_STATED TASK_
Could you offset the listing from the line with "calm blue water." up to and including the line with "[3,241,757,587]" by adding 99 to every bounding-box coordinate? Write out every line in that span, keeping the other lines unchanged, and nothing beyond it.

_PROVIDED ENTRIES_
□ □ □ □
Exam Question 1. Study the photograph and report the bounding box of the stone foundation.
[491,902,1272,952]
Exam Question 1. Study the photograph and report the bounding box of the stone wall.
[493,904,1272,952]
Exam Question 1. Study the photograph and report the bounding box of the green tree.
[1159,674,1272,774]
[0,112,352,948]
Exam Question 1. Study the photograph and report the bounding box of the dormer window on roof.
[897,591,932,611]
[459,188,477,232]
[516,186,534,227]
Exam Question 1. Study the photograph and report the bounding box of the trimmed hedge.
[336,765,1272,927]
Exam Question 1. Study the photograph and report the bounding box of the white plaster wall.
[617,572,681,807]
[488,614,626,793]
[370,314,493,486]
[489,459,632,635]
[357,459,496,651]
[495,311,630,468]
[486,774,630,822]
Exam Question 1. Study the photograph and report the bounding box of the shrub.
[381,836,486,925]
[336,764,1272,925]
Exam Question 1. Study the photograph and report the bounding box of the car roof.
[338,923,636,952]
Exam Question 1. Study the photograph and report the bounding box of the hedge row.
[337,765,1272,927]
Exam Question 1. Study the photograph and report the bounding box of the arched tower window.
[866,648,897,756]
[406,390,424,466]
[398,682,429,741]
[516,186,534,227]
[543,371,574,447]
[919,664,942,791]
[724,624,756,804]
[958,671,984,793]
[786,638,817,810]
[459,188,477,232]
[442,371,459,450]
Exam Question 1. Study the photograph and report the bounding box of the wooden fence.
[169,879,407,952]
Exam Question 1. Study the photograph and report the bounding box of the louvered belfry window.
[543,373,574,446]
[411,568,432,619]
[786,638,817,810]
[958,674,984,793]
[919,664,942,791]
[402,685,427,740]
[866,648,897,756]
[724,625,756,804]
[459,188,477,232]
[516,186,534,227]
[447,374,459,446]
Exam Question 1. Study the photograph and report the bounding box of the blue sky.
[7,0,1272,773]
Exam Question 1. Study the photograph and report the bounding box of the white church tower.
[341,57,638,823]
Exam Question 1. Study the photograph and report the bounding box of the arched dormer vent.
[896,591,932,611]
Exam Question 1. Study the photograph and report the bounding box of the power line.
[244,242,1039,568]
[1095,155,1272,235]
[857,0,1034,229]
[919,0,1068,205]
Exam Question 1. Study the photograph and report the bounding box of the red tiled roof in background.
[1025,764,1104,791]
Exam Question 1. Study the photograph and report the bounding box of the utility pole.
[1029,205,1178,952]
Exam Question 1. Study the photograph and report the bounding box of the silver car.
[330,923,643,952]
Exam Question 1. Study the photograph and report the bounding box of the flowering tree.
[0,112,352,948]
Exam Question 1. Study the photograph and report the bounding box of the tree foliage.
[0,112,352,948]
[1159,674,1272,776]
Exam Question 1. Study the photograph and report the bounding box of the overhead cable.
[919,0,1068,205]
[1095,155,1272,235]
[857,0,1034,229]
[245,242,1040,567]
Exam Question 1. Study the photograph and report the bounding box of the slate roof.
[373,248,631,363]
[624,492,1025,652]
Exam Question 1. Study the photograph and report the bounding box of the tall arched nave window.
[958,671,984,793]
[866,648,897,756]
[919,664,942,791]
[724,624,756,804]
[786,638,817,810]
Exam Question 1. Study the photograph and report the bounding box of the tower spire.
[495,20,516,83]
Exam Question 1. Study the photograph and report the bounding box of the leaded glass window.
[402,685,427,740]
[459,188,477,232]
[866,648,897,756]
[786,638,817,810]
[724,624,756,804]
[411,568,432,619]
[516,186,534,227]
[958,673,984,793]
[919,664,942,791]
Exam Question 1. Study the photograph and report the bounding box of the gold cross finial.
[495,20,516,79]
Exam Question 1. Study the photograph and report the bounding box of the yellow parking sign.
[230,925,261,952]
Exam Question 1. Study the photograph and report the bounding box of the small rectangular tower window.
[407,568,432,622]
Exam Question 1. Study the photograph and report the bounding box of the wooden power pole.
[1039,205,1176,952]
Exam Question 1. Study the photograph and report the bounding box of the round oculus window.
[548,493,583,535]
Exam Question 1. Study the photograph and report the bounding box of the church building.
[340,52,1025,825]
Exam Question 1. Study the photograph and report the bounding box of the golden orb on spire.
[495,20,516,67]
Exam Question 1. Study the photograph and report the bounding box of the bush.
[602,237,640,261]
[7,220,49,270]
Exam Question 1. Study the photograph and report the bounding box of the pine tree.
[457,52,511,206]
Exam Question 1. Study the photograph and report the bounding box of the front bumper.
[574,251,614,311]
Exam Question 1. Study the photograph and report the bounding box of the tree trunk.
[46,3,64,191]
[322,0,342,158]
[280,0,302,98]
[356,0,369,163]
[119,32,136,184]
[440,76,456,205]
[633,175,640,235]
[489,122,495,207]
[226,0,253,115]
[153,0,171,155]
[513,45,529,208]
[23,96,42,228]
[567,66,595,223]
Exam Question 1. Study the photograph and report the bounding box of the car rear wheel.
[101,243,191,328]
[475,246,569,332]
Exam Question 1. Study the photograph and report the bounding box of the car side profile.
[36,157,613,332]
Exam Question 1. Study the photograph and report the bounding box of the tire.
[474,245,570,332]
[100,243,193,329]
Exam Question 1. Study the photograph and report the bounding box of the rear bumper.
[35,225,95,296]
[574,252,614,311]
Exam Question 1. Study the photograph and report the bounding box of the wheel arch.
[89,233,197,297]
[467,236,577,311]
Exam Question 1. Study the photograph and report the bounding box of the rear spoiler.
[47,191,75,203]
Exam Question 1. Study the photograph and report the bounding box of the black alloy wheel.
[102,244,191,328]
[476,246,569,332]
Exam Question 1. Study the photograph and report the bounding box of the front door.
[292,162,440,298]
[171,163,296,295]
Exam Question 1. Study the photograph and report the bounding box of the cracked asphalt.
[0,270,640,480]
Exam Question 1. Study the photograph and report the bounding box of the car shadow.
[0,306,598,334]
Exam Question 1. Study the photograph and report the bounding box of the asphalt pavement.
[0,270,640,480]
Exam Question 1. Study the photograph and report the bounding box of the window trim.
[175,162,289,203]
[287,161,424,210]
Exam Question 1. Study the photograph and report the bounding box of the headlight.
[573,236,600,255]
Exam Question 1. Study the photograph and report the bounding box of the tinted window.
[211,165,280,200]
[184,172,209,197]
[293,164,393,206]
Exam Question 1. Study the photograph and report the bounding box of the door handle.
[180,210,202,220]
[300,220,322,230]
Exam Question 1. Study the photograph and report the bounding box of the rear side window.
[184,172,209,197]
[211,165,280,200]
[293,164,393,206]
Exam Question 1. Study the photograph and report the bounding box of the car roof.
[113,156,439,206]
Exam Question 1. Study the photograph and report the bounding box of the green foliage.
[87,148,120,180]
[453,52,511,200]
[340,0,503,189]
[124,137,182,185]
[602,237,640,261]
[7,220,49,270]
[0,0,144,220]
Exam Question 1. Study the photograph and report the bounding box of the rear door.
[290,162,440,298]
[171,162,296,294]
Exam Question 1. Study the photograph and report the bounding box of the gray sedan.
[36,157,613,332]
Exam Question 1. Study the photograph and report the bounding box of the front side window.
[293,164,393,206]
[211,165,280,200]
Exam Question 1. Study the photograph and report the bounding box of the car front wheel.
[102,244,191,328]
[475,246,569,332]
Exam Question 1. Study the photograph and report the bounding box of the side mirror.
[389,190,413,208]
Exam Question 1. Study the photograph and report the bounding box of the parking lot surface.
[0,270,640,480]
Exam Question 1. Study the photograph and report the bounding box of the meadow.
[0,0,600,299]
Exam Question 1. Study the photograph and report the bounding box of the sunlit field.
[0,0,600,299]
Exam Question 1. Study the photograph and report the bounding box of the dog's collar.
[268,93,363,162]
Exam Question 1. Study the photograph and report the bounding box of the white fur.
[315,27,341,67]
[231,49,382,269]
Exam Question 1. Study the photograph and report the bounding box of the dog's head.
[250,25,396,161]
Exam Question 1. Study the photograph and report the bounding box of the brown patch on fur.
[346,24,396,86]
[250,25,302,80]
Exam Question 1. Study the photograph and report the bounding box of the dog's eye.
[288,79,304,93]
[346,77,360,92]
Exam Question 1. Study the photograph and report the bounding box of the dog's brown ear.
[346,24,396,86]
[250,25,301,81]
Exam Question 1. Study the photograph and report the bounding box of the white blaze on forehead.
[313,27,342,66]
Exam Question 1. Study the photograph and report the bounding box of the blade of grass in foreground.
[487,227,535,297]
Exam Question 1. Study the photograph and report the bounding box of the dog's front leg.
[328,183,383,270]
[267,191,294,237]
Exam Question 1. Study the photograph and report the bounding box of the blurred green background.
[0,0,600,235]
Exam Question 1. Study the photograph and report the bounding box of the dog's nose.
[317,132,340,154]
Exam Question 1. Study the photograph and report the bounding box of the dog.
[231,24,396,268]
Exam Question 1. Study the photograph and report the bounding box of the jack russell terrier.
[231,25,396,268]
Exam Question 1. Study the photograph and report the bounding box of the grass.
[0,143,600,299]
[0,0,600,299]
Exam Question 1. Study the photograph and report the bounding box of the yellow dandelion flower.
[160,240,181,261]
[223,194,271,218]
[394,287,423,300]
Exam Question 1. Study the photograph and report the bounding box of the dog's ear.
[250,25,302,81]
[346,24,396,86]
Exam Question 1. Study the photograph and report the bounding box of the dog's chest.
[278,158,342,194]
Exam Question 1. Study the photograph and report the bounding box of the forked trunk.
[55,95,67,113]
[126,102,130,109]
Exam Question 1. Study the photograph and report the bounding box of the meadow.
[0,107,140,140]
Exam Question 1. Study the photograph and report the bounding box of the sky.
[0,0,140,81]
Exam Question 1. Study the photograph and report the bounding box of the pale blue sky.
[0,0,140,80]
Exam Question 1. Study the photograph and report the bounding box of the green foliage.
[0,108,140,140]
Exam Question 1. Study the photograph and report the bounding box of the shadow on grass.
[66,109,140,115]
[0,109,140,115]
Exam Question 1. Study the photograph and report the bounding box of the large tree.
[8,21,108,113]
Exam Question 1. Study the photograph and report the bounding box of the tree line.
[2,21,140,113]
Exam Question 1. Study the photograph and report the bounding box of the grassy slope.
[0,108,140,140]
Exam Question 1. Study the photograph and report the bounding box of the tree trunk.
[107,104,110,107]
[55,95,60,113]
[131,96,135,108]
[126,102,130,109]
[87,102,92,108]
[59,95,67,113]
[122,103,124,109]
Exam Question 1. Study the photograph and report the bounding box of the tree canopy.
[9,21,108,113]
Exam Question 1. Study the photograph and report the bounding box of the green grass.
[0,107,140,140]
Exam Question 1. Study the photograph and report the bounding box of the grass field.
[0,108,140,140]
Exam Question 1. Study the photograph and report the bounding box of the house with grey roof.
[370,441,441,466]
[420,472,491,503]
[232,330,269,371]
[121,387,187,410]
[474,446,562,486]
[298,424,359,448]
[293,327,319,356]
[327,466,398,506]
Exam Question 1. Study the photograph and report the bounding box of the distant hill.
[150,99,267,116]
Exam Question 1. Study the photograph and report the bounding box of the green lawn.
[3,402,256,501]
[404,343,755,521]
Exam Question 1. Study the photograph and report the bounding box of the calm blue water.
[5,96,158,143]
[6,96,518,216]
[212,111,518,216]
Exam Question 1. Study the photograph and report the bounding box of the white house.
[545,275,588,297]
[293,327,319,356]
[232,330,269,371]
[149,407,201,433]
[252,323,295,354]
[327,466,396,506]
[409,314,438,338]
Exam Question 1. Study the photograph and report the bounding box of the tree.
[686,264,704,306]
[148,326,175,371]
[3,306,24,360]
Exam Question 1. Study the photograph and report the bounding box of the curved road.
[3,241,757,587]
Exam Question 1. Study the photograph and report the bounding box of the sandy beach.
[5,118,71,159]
□ □ □ □
_SOLUTION FOR THIS EXERCISE_
Exam Question 1. Study the photograph and report the bounding box of the calm blue water.
[104,195,257,242]
[105,195,617,315]
[311,210,617,315]
Exam Question 1. Study the photograph and report the bounding box of the white house.
[644,374,687,396]
[392,426,418,455]
[331,429,368,470]
[248,506,300,532]
[351,422,394,453]
[426,565,495,605]
[508,413,537,437]
Exam Question 1. Study the photograph and report the bounding box of the tree.
[785,363,803,405]
[247,425,274,470]
[102,405,123,459]
Exam Question 1. Study the photograph and report the bounding box of the curved road.
[102,340,856,686]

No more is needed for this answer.